(begin)

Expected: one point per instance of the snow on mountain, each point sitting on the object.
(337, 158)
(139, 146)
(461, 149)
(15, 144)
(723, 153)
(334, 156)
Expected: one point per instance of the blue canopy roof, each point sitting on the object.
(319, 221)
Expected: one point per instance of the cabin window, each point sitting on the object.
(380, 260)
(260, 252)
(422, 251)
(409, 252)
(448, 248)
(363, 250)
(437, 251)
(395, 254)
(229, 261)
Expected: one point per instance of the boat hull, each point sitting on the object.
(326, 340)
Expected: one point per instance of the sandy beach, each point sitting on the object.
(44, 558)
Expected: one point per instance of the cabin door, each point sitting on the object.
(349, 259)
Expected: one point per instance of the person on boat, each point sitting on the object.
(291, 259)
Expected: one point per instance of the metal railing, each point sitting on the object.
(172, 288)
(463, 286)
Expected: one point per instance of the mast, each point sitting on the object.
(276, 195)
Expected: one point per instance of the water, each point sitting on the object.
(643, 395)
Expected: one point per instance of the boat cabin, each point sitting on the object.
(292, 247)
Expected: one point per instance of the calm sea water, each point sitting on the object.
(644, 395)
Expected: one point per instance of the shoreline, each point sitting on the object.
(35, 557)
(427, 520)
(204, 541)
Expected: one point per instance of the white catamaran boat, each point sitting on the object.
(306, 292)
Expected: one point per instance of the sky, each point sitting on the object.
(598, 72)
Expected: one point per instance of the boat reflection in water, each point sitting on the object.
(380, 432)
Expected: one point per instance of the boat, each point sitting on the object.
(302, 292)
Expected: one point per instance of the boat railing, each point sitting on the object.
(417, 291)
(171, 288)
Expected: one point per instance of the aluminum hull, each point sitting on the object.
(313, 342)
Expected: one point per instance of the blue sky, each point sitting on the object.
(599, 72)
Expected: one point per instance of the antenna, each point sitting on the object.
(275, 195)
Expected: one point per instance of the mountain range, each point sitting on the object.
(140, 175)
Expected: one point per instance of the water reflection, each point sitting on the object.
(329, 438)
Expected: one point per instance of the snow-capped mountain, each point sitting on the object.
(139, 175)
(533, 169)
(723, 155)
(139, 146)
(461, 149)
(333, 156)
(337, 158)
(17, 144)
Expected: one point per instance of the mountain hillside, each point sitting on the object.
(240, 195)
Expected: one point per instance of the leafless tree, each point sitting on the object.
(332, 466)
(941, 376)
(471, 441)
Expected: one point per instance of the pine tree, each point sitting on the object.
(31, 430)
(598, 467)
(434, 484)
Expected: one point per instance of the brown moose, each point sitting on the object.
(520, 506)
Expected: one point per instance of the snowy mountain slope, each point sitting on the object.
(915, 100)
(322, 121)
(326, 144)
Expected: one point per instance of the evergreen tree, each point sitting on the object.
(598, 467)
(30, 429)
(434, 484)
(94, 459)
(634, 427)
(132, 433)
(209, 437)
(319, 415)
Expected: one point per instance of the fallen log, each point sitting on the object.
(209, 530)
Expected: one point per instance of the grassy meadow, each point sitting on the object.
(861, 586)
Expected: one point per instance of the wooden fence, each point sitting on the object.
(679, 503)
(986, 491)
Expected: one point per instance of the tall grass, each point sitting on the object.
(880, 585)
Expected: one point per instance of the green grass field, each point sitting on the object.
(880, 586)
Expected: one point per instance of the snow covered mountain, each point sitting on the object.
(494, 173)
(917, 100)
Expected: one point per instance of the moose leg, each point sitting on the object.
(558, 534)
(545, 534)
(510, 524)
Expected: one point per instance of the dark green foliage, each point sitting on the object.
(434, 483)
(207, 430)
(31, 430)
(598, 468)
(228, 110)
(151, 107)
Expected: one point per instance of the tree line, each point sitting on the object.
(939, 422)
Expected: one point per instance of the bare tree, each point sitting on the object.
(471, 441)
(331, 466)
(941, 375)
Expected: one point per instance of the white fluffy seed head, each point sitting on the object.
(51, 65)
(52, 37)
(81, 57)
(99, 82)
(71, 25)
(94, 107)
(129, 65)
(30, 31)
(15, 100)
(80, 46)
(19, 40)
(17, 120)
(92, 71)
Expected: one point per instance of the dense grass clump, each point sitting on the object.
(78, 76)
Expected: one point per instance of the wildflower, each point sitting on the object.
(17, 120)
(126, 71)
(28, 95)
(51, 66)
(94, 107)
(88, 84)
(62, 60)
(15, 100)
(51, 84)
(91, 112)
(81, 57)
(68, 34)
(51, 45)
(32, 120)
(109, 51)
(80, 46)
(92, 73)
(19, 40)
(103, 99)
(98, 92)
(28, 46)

(end)

**PROBLEM TO SOLVE**
Starting at the line that contains "Expected: one point per instance of the bare" and ending at the last line of the material, write out every line again, including the requests. Scale each point coordinate by 1.65 and round it to a whole number, with halves going up.

**WORKED ANSWER**
Expected: one point per instance of the bare tree, each point sitting on the object.
(777, 728)
(546, 769)
(1553, 619)
Expected: one point per instance of the white fluffy seed head, each point sitting on the object.
(84, 107)
(86, 61)
(134, 94)
(163, 135)
(117, 41)
(155, 177)
(213, 107)
(50, 51)
(25, 165)
(132, 76)
(31, 66)
(28, 198)
(152, 117)
Expected: one point per instance of the dense grass clump, each point sitting on the object.
(129, 125)
Expected: one point per instance of the wildflower, each point sitting on the object.
(28, 198)
(208, 117)
(46, 157)
(84, 109)
(155, 177)
(145, 139)
(102, 99)
(25, 165)
(84, 139)
(150, 185)
(134, 94)
(112, 56)
(84, 74)
(53, 198)
(180, 84)
(132, 76)
(152, 120)
(31, 66)
(170, 163)
(162, 152)
(46, 76)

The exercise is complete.